Doch Julian H. patzt. Dem «Standard» erzählt der Ibiza-Drahtzieher: «Der Abend wäre ein Erfolg gewesen, aber ich habe noch nie mit Aufnahmetechnik gearbeitet; ich war da komplett grün hinter den Ohren. Ich hatte vergessen, die Kameras mit SD-Karten zu bestücken, es gab keine Aufnahmen. Das fiel erst am nächsten Tag auf, und dementsprechend ist Anwalt M. dann explodiert.»

Erst im nächsten Anlauf sei der Plan aufgegangen. Bei einem Treffen auf Ibiza im Juli 2017 filmt Julian H., der auch selbst im Ibiza-Video zu sehen ist, heimlich mit. «Der Eindruck, sie musste monatelang eingearbeitet werden, ist falsch. Sie ist hochintelligent», sagt der Privatdetektiv im «Spiegel» über die Fake-Oligarchennichte. Auch dem «Standard» sagte er, der Ablauf des verfänglichen Abends sei «spontan» gewesen. «Man braucht wen, der in der Sekunde glaubwürdig improvisieren kann.»

#####

**AUFGABE 1:**
Gib nur die Zahl der Zeilen in den Datensätzen unten an, die die Zeichenfolge „building“ enthalten.

Einträge aus einem Satz von Punktannotationen
#####

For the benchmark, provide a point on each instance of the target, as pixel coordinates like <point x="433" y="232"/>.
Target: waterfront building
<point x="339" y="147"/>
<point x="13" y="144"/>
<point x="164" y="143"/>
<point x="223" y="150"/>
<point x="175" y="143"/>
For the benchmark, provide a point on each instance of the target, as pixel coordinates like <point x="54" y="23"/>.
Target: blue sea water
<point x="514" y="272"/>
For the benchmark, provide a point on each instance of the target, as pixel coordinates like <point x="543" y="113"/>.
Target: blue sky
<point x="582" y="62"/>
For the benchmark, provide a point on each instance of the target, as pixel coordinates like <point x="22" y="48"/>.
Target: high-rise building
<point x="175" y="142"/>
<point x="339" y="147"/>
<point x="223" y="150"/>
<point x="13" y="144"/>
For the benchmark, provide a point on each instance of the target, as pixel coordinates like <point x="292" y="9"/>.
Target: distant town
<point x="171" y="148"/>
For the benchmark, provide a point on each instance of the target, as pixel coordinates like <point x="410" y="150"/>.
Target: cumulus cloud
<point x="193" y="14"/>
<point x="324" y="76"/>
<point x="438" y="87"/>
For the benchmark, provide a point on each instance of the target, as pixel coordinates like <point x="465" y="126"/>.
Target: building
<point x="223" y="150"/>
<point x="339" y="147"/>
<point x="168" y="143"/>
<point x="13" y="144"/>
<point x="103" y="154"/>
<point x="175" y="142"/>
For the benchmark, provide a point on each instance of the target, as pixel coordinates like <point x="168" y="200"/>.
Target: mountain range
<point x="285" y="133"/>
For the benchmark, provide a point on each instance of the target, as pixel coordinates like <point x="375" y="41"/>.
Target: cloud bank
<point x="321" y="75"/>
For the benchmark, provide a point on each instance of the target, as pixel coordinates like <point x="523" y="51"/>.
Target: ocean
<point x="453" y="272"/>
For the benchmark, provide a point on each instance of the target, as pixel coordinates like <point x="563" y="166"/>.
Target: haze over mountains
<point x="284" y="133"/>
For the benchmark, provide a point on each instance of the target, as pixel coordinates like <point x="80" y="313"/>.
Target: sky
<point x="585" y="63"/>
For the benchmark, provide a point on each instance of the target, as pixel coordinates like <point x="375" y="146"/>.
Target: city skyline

#####

**AUFGABE 2:**
Schreibe den Bericht oben über die heimliche Aufnahme des Ibiza-Videos im Anschluss an seinen letzten Satz weiter.

**ANTWORT 1:**
3

**ANTWORT 2:**
Die Fake-Oligarchennichte sei ein Glücksgriff gewesen. Auf Ibiza habe sie regelrecht «geglänzt»: «Und zwar, weil sie so sauer war, nach Ibiza zu müssen, dass sie aus ihrer schlechten Laune heraus den Strache von oben herab behandelt hat. Der ist quasi im Kreis gehüpft, um ihr zu imponieren.»

Ibiza-Drahtzieher sitzt seit 10. Dezember in U-Haft

In beiden Interviews spricht Julian H. detailreich über die folgenreiche Aktion – widerspricht sich allerdings auch. Dem «Spiegel» sagt er, das Briefing mit der Fake-Oligarchennichte vor dem Ibiza-Video habe nur 40 Minuten gedauert – beim Standard ist von einem einstündigen Briefing die Rede.

Der Moment, als das Video veröffentlicht wurde, war eine Befreiung für den Privatdetektiv: «Ich habe ein paar Tränen verdrückt. Ich weiss nicht, ob sich das irgendwer vorstellen kann: Es war eine Zeit von unglaublicher emotionaler Anspannung, diese fast zwei Jahre seit Ibiza. Dieses Video hat mein Leben gefressen.»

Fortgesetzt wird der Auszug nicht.